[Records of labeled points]
---

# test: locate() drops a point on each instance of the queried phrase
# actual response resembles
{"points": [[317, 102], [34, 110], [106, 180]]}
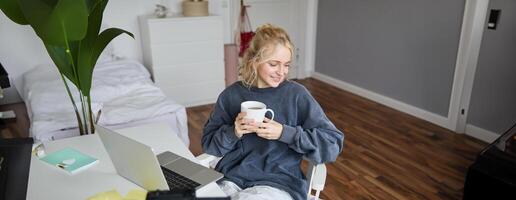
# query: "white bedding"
{"points": [[122, 90]]}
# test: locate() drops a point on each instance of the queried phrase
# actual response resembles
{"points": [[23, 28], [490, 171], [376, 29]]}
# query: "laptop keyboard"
{"points": [[176, 181]]}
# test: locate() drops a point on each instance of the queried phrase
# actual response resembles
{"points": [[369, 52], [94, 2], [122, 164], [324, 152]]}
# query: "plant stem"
{"points": [[84, 129], [74, 105], [92, 123]]}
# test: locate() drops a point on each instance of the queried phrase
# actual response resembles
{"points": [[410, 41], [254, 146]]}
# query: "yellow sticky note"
{"points": [[136, 194], [108, 195]]}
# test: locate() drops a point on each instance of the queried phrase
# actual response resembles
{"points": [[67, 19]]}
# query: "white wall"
{"points": [[20, 49]]}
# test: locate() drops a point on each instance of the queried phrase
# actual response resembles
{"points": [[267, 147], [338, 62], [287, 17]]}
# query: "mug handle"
{"points": [[272, 112]]}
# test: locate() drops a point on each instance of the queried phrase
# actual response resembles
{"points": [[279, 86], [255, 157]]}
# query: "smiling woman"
{"points": [[261, 159]]}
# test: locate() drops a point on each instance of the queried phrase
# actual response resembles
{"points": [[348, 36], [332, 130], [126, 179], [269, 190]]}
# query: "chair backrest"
{"points": [[315, 174], [316, 177]]}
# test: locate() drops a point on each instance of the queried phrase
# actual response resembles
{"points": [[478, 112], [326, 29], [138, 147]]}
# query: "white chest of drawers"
{"points": [[185, 56]]}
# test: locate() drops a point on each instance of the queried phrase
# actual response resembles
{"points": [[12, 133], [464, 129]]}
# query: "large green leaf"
{"points": [[62, 61], [56, 21], [86, 66], [93, 44], [12, 10]]}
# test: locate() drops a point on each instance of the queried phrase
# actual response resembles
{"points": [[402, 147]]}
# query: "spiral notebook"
{"points": [[70, 160]]}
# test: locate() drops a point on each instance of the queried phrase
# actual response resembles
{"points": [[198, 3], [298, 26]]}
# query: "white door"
{"points": [[284, 13]]}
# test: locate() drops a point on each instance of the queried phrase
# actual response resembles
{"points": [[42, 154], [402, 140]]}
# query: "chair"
{"points": [[315, 174]]}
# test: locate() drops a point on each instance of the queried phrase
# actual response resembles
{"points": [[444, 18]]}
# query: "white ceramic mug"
{"points": [[255, 110]]}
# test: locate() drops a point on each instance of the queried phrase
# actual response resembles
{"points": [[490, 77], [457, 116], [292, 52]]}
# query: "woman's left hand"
{"points": [[269, 129]]}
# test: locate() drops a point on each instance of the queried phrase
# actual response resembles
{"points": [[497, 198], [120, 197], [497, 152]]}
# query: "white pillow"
{"points": [[109, 52]]}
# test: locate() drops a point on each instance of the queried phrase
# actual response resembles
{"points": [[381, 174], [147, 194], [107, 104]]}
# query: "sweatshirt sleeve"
{"points": [[315, 136], [219, 131]]}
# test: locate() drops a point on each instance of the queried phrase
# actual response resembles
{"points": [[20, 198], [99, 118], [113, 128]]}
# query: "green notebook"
{"points": [[70, 160]]}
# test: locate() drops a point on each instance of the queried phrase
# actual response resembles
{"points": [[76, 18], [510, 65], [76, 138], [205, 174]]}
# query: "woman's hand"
{"points": [[244, 126], [269, 129]]}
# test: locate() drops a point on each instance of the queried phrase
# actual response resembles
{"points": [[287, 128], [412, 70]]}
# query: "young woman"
{"points": [[261, 160]]}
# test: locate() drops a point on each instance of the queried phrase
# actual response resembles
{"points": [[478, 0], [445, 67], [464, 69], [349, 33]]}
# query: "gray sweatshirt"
{"points": [[252, 160]]}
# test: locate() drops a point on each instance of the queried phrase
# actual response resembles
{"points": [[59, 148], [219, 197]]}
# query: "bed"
{"points": [[121, 89]]}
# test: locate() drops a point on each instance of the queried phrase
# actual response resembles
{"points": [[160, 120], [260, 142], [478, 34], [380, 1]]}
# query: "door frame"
{"points": [[475, 14]]}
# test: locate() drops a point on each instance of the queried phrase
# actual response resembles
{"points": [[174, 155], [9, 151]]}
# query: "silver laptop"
{"points": [[167, 171]]}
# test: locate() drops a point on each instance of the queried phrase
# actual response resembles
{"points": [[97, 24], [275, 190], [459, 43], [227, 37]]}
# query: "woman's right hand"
{"points": [[244, 126]]}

---

Instruction:
Identify each line above that contains the string "green", matching letter case exactly, and copy every such line.

Answer below:
# query: "large green leaf"
# query: "green notebook"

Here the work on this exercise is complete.